#### Aim:
Please repeat the material below, swapping each "instance" for "occurrence" and leaving everything else unchanged.

#### Data shown:
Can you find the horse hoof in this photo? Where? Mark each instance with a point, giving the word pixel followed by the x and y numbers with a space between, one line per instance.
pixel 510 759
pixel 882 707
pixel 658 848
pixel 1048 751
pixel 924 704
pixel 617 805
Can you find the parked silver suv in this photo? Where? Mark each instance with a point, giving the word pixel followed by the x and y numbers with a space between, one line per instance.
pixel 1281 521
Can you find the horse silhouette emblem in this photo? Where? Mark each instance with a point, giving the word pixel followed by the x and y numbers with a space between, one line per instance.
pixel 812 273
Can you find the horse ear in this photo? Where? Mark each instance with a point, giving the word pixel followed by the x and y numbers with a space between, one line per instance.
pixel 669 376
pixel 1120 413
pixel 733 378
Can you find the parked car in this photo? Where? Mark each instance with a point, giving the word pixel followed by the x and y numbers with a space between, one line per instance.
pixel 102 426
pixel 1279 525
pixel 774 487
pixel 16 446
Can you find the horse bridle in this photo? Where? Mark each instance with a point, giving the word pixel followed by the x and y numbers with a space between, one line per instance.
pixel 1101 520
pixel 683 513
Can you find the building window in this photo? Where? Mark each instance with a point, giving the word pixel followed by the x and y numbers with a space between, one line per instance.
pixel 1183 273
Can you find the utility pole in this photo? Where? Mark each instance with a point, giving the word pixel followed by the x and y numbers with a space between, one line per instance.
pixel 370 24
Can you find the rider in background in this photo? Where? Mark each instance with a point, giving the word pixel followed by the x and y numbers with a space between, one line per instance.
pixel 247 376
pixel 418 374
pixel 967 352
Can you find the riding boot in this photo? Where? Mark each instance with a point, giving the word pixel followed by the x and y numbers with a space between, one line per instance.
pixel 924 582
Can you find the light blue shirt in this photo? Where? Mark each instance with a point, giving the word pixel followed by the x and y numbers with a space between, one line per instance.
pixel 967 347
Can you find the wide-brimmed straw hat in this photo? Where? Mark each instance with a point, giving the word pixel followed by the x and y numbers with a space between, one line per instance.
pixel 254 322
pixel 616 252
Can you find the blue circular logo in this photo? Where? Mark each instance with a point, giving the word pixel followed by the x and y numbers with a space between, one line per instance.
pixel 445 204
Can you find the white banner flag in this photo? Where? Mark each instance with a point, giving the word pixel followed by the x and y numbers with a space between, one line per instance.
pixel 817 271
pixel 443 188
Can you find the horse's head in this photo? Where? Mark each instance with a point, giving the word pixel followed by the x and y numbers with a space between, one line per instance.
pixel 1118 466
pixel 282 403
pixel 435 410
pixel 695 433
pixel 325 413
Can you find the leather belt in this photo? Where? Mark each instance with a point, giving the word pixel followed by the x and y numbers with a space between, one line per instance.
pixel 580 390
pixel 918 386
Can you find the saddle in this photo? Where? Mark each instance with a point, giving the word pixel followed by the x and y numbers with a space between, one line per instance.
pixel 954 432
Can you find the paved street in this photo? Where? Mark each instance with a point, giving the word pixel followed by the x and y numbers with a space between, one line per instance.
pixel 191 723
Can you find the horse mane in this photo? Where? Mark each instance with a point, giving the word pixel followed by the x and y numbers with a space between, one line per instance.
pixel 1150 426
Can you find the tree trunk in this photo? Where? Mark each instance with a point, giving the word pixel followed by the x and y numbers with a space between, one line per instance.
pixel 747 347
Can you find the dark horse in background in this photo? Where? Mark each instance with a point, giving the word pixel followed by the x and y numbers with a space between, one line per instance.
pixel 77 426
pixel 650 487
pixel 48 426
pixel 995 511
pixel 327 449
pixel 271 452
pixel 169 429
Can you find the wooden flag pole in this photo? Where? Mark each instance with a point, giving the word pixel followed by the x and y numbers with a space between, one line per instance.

#### Task result:
Can you find the horse hoof in this photo? Where? Mark each occurrence with a point, giving the word pixel followed by the x and y numbers with a space between, one line per occurrence.
pixel 510 759
pixel 882 707
pixel 658 848
pixel 1048 751
pixel 924 704
pixel 617 805
Can you find the parked silver suv in this photo? Where? Mark each occurrence with a point, giving the word pixel followed by the x and y numbers with a space between, one line per occurrence.
pixel 1281 521
Can you find the horse silhouette emblem in this photo? Where? Mark each occurrence with a point, giving the word pixel followed by the x and y numbers with a space between, one line per occurrence.
pixel 812 273
Can you find the horse ear in this photo? Where? Mark each occurrence with a point, giving the word pixel followed by the x and y numbers with a space between, one line per occurrence.
pixel 669 376
pixel 1120 413
pixel 733 378
Can you find the parked car in this photo? Where? Mark each occurrence with a point, giving the word pixel followed by the x and y numbers with a space between, one line per occurrence.
pixel 102 426
pixel 1279 525
pixel 774 487
pixel 16 446
Can you find the horse bridle in this photo? Where? Mark each occurrence with a point, giving the word pixel followed by the x and y numbers with a space between, one line per occurrence.
pixel 1101 520
pixel 683 513
Can you find the building window in this photo? Where? Mark each occurrence with a point, giving the word pixel followed by the x and y numbers with a space between, one line per occurrence.
pixel 1183 273
Can you find the utility pole in this photo? Where? Mark each occurrence with a point, giving the word pixel followed by the x and y numbers with a space between, one line per occurrence.
pixel 370 24
Can you find the rider in background in this photo? Where? Mark each occurrence with a point, giving the word pixel followed by the x and y numbers with a space between, one line per occurrence.
pixel 247 376
pixel 418 374
pixel 967 352
Can you find the riding boot in this photo? Where? Mark each occurrence with a point, giving the word pixel followed by the x and y numbers with a space between, one line per occurrence.
pixel 924 582
Can you find the light blue shirt in this photo? Where? Mark each occurrence with a point, giving the word pixel followed by the x and y numbers with a space between, one line per occurrence.
pixel 967 347
Can you find the wide-brimmed straw hat in this photo? Where? Mark each occurrence with a point, giving the word pixel followed by the x and y numbers with a space between, one line per occurrence.
pixel 254 322
pixel 616 252
Can you find the blue circular logo in this photo? Where? Mark each occurrence with a point, giving the word pixel followed by the x and y numbers with a space between, one line per occurrence.
pixel 445 204
Can you find the white banner flag in this photo? Where? Mark each occurrence with a point, giving the word pixel followed by the x and y numbers with a space between, one line per occurrence.
pixel 817 271
pixel 443 188
Can you find the horse's head in this photo? Where? Mark each occurrence with a point, giving the word pixel followed by the x and y numbers with a space between, one line per occurrence.
pixel 1118 466
pixel 282 403
pixel 435 410
pixel 695 433
pixel 325 413
Can you find the leather belt in this photo? Where? Mark each occurrence with a point, giving the word pixel followed by the x and y numbers with a space between, one line per occurrence.
pixel 580 390
pixel 918 386
Can you find the saddle in this photo? Where? Mark each occurrence with a point, giving the word pixel followed by the x and y numbers with a space between, one line per occurrence.
pixel 954 432
Can you find the paved street in this photo? Where? Mark each occurrence with a point, giving the word pixel followed by the x and y numbers with a space between, one line per occurrence.
pixel 191 723
Can you find the horse mane in this photo? Where? Mark each occurrence with a point, giving the word pixel followed by the x and y numbers with a space between, one line per occurrence.
pixel 1150 426
Can you find the tree trunk in this photo? Where? Mark each occurrence with a point, giving the word pixel followed by the x and y numbers with a space between, one line per occurrence.
pixel 747 347
Can you find the dark horse in background in this photo? Where? Mark each occurrence with a point, giving the word pixel followed by the x and y numbers with a space between, one line per occurrence.
pixel 77 426
pixel 650 487
pixel 48 426
pixel 995 511
pixel 327 449
pixel 271 452
pixel 169 429
Can you find the wooden flag pole in this photo? Where? Mark each occurrence with a point, giving the word pixel followed by the x and y numbers with a space between, one line per occurrence.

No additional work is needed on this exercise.